Records from a data collection:
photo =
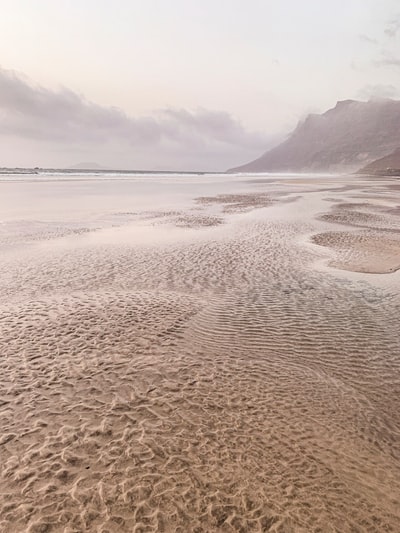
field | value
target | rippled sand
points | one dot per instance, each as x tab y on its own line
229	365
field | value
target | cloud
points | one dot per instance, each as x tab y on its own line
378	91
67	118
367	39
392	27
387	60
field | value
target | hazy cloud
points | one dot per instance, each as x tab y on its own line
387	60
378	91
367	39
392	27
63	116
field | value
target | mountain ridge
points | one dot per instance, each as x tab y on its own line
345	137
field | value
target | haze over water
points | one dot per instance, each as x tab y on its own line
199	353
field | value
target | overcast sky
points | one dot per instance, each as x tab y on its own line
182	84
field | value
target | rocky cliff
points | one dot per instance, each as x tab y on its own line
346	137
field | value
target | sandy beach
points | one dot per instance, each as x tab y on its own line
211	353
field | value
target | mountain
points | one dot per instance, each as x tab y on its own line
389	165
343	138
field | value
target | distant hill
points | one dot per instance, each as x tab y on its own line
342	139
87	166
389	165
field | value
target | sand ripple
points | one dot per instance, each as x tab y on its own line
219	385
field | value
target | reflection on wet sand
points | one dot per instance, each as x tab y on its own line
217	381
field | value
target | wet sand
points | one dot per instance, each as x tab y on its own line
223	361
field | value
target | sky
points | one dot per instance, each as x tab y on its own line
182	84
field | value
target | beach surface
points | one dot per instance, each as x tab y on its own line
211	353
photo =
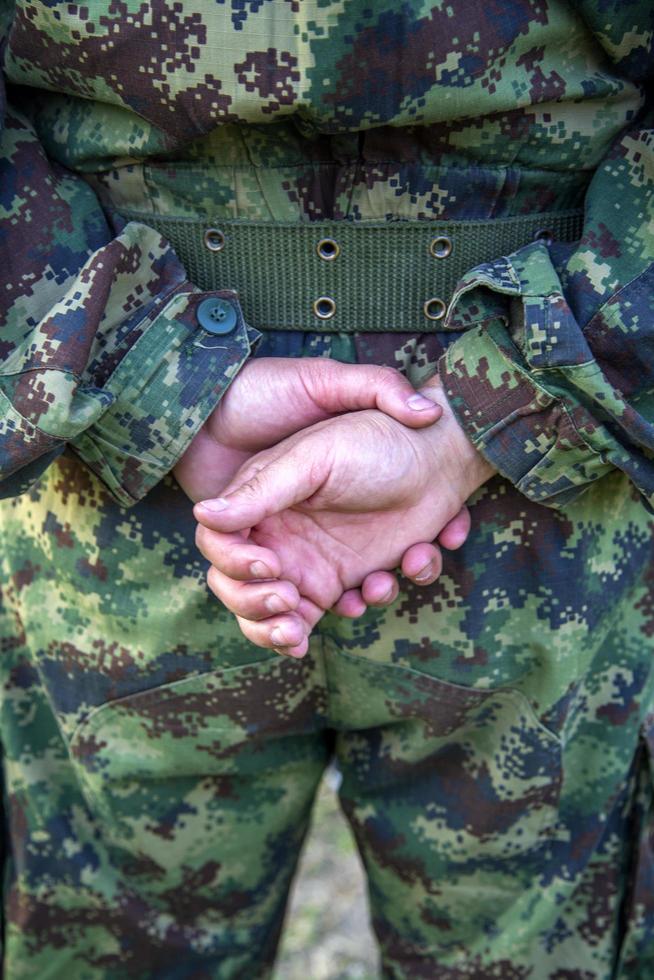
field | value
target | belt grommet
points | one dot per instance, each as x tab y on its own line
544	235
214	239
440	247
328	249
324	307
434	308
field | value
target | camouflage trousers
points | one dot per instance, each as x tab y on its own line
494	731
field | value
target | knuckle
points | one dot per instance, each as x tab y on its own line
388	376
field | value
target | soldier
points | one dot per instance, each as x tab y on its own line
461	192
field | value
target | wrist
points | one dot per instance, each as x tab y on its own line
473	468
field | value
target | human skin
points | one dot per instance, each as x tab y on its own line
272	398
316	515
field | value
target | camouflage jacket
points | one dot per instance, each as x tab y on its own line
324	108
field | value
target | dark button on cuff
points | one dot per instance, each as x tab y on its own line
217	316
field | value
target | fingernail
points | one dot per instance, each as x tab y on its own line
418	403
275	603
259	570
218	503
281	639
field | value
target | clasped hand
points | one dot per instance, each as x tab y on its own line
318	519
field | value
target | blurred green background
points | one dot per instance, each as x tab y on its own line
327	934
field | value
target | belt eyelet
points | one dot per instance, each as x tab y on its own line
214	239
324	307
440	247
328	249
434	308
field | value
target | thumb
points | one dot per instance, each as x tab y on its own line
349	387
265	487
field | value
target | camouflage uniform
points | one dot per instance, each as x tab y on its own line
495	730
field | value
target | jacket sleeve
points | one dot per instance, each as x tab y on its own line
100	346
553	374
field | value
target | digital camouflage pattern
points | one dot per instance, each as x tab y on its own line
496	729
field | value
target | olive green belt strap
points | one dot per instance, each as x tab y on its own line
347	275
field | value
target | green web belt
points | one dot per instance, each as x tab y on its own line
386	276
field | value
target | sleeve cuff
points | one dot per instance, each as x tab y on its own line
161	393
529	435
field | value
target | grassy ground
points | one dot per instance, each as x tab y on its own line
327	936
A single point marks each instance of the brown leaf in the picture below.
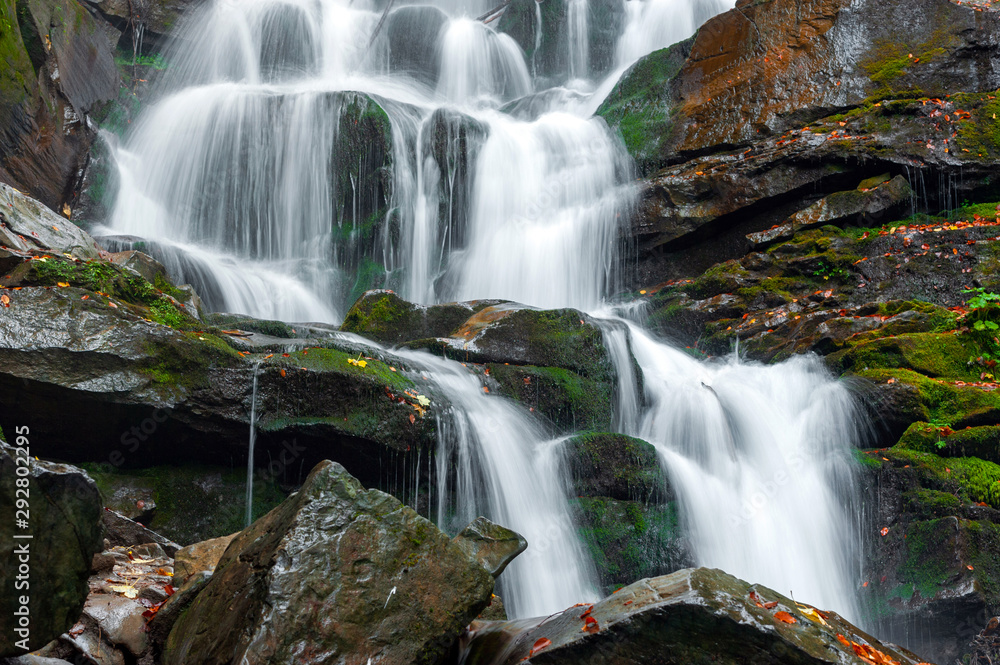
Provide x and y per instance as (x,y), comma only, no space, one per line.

== Your assignment ==
Drop the images; copy every entry above exactly.

== Your response ==
photo =
field | value
target | rippled sand
points | one dot per instance, each as x tab y on its own line
229	365
field | value
target | cloud
points | one dot per instance, each as x tab y on its own line
378	91
67	118
367	39
392	27
387	60
field | value
target | hazy cloud
points | one dot per instance, each as x tab y on its own line
387	60
378	91
367	39
392	27
63	116
field | value
target | mountain ridge
points | one dot per instance, each as x tab y on its own line
345	137
field | value
target | haze over water
points | one dot per instance, each as x tab y on its own line
199	353
field | value
target | overcast sky
points | one dot per instance, each as x tab y on its own line
182	84
field | value
target | rocky cliff
points | one dot per instance, each as x tab y on its own line
346	137
field | value
target | sandy beach
points | one dot per instance, each as x tab y on its own line
211	353
field | value
target | mountain
points | one dot per instance, each as x tab y on its own line
389	165
343	138
field | value
target | distant hill
points | one dot per instance, each as x tab y on its own line
342	139
87	166
389	165
field | value
target | sand ripple
points | one dot per instance, each as x tab y on its own line
219	385
field | value
target | reflection on wet sand
points | one dot per instance, each as x tab y on its own line
217	381
field | value
target | wet sand
points | one dot per instance, each as x tab y on its own line
223	361
field | value
target | sky
points | one dot per instance, each as x tab y on its own line
182	84
field | value
target | beach surface
points | one dot per instance, each as x tab y on its own line
211	353
photo =
field | value
target | belt grommet
points | one dot per instance, each as x tab y on its own line
544	235
214	239
440	247
328	249
324	307
434	308
field | value
target | camouflage trousers
points | one dot per instance, each as x tab y on its own line
494	731
field | value
target | knuckle
points | one dot per instance, each as x tab y on its own line
388	376
field | value
target | soldier
points | one dot per instance, each as x tab y on its own line
461	192
field | value
target | wrist
points | one dot per instance, each as x tab y on its own line
473	468
field | value
target | human skin
points | one dot per instance, each as x tab y on its own line
272	398
316	515
field | value
target | camouflage jacket
points | one dot per instance, each as x tab y on its own line
324	108
field | value
target | dark button on cuff
points | one dot per instance, each as x tab y on its own line
217	316
field | value
target | fingernail
points | one dot per instance, each as x tab y on its own line
418	403
275	603
259	570
218	503
281	639
field | value
target | clasped hand
points | one dot per instance, each as x tab y on its own line
318	519
field | value
target | blurred green background
points | one dot per instance, each as x tab y on its own line
327	934
field | value
target | belt eyelet
points | one dot per instance, each as x tab y on its own line
214	239
324	307
440	247
328	249
434	308
field | value
target | thumb
points | one dot per instance, each as x tab y on its own line
349	387
265	487
field | value
target | camouflage uniform
points | one dot per instance, each as x tab y on its own line
495	730
field | value
target | jacket sleeve
points | one dot per instance, each as x tab y on its own line
100	346
553	374
field | value
target | digital camouflage pattern
points | one dot per instance, each as x tab y on its own line
496	729
field | value
target | olive green belt strap
points | one dot per instance, each as x tab y on its own line
347	275
field | value
target | green web belt
points | one dot per instance, each as x tab y on its own line
386	276
field | value
target | sleeve cuff
points | one dot per instance, each as x tab y on its own line
161	393
529	435
field | value
target | grassy ground
points | one dot per instance, each as x tab y on its own line
327	936
A single point marks each instance of the brown leaf in the picture below.
Provide x and y per instance as (x,y), comma only, no space, one per line.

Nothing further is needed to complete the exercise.